====== DATASET ENTRIES ======
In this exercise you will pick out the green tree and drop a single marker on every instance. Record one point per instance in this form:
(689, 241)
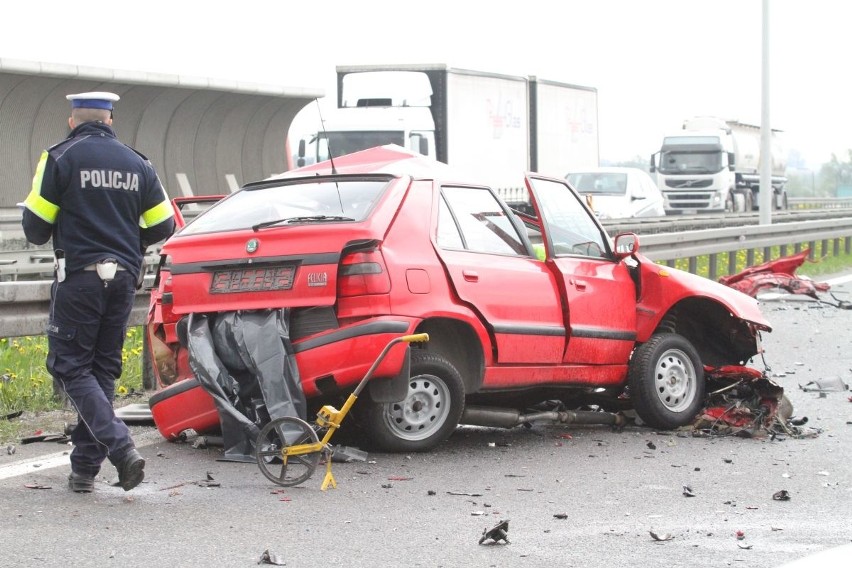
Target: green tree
(835, 177)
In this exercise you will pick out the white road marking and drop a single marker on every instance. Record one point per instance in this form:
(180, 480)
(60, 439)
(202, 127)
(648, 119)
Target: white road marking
(58, 459)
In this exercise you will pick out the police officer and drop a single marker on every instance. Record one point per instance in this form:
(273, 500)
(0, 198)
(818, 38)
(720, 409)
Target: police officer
(103, 204)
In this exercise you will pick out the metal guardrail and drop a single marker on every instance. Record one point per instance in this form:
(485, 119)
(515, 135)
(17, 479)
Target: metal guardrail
(24, 305)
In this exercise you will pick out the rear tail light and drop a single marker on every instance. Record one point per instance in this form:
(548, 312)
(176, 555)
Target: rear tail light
(362, 273)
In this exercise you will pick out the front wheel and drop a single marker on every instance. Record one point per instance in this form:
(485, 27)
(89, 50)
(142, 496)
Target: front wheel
(666, 381)
(429, 413)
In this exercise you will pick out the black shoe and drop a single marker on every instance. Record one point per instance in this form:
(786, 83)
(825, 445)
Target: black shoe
(130, 470)
(80, 483)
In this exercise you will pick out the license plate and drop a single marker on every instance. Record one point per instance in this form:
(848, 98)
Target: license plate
(252, 280)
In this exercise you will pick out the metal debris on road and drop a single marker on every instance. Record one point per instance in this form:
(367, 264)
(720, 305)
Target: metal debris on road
(496, 534)
(271, 558)
(828, 384)
(782, 495)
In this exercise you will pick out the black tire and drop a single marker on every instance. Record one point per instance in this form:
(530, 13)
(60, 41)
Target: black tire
(426, 417)
(666, 381)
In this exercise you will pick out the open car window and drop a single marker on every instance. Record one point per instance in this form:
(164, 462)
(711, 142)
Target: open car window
(569, 225)
(473, 219)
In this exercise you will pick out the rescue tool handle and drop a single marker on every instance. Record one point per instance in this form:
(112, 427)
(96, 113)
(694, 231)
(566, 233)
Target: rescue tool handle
(402, 339)
(415, 338)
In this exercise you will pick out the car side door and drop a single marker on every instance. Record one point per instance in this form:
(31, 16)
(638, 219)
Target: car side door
======
YOUR GOAL: The answer is each line from the entries above in which the word "door" occurs.

RESPONSE BELOW:
In this exercise you will pick out the car side door and drop a single marker on every instance. Record one point per instance in this form:
Target: car side door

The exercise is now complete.